__Stated goal__:
Will you output all of the data below exactly, omitting the images?
──────── Information provided
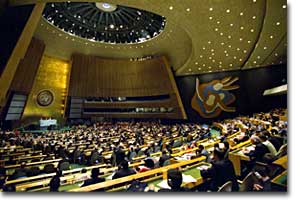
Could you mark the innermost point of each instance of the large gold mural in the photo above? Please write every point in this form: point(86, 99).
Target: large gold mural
point(211, 98)
point(48, 94)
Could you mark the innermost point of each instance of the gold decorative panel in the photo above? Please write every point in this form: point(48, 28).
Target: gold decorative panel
point(52, 76)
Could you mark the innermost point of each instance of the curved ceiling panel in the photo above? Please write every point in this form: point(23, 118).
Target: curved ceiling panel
point(272, 40)
point(62, 45)
point(203, 36)
point(104, 22)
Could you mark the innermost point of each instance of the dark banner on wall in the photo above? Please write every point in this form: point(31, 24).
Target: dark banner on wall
point(244, 93)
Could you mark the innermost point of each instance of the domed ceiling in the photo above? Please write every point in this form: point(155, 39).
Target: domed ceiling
point(104, 22)
point(197, 36)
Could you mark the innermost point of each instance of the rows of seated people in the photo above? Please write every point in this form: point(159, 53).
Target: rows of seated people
point(117, 146)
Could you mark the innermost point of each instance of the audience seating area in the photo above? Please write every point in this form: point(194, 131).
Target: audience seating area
point(113, 157)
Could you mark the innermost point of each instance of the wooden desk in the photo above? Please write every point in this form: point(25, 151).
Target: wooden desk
point(128, 179)
point(235, 157)
point(283, 162)
point(31, 164)
point(280, 180)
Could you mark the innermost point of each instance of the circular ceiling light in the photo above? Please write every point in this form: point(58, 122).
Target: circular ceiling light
point(104, 22)
point(106, 7)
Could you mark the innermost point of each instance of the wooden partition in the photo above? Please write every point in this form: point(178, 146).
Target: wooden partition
point(28, 67)
point(93, 76)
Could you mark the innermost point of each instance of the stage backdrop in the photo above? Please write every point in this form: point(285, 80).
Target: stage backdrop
point(248, 91)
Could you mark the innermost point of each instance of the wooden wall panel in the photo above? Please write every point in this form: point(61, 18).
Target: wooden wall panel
point(28, 67)
point(94, 76)
point(101, 77)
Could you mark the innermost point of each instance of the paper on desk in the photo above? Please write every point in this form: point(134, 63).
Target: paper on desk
point(203, 167)
point(110, 176)
point(164, 184)
point(180, 158)
point(185, 179)
point(188, 179)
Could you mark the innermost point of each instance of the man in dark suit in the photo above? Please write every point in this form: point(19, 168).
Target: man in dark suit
point(259, 150)
point(174, 181)
point(120, 155)
point(164, 157)
point(95, 179)
point(222, 171)
point(124, 170)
────────────────
__Solution to this problem__:
Could you mark the innermost point of each instance of the large gold mural in the photo above? Please write every point in this form: point(86, 99).
Target: large gold mural
point(211, 98)
point(48, 94)
Could you mark the innermost point of each instance of the gold decorative panel in the photo above? Please write every point in this form: point(48, 28).
Target: gold decorative panel
point(52, 76)
Could you mark the innermost point of each instance of the curved ceiling panel in the photo above? Please write every point in this form: point(23, 118).
Target: curved ceiling panel
point(272, 40)
point(62, 45)
point(203, 36)
point(104, 22)
Could you mark the innermost point of each instance of the dark banner on wall in the photo above? Please write every point in this form: point(31, 24).
Target: dark banner on wall
point(244, 93)
Could you mark the innermost point of each instance of the domed ceiling in the photo above? Please write every point in this form: point(155, 39).
Target: domed ceiling
point(104, 22)
point(197, 36)
Could you mark the innermost point of each instance of the rows of seated people in the photo above? Please write every point in this form: point(159, 53).
Target: rows of seated people
point(117, 146)
Could you mark the innermost point of each instance of the audience seating area in the photo above? Please write every point in this form: point(194, 131).
Target: audience seating area
point(113, 157)
Could you mark the innermost point of each instance of the wooden desk in the photo above? Please write every point in this form: point(25, 151).
Target: wooden desk
point(128, 179)
point(235, 157)
point(283, 162)
point(31, 164)
point(280, 180)
Could you mark the innermost point of each instance of the circular ceiling light in the photo above? Please write every point in this form: point(58, 122).
Target: circular ceiling light
point(104, 22)
point(106, 7)
Could you mark the innermost point of each instance of the wooden partition in the photo above? Please write every point in this form: point(178, 146).
Target: wooden partition
point(28, 67)
point(93, 76)
Could you mark the innermost point of each instance of the stage backdrop in the photo above? Please write every point in this form: point(285, 80).
Target: stage backdrop
point(248, 91)
Could you mark the innermost point of each instance of the wooden wall panel in the photo above? Please write every point in this form: point(61, 18).
Target: wooden wall panel
point(28, 67)
point(94, 76)
point(101, 77)
Could you mark the innermost point of each instance of the paper on desk in the photo above? Please write every point in this form: point(134, 63).
Target: paper on desk
point(203, 167)
point(110, 176)
point(164, 184)
point(180, 158)
point(185, 179)
point(188, 179)
Could you mark the innermost point of each instance of the man in dark suit in the photo above? Please write every point in this form: point(19, 168).
Target: man in dark suit
point(259, 150)
point(174, 181)
point(120, 155)
point(164, 157)
point(95, 179)
point(222, 171)
point(124, 170)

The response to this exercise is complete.